Copy every entry below word for word, keeping each line unchanged.
[Begin]
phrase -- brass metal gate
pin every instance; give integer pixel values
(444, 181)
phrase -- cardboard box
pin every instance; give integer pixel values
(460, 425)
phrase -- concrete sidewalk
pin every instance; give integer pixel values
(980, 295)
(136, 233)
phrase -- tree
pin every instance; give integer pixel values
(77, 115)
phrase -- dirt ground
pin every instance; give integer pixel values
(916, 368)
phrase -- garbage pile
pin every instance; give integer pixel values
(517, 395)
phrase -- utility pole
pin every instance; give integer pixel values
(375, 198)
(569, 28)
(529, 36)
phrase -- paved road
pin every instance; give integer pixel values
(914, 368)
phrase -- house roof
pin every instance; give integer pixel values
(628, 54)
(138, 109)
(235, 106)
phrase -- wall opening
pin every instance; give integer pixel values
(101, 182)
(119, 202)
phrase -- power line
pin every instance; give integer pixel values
[End]
§ The answer:
phrase -- brass metal gate
pin every instance; give integer pixel values
(444, 181)
phrase -- cardboard box
pin every instance; give integer pixel values
(460, 425)
phrase -- concrete sidewalk
pin every instance; give integer pixel values
(980, 295)
(136, 233)
phrase -- tree
pin every instance; give integer pixel values
(77, 115)
phrase -- dirt ground
pin every instance; give integer pixel values
(916, 368)
phrase -- garbage pile
pin every instance; give integer pixel values
(517, 395)
phrase -- utility pole
pin every instance; give integer pixel values
(375, 198)
(569, 28)
(529, 36)
phrase -- paved road
pin every instance; give integer pixel values
(914, 368)
phrase -- house roof
pin every instance; give integer pixel values
(628, 54)
(138, 109)
(235, 106)
phrase -- wall opening
pin every instance; give integer pixel values
(101, 182)
(119, 202)
phrase -- power line
pin every instance; give integer pixel values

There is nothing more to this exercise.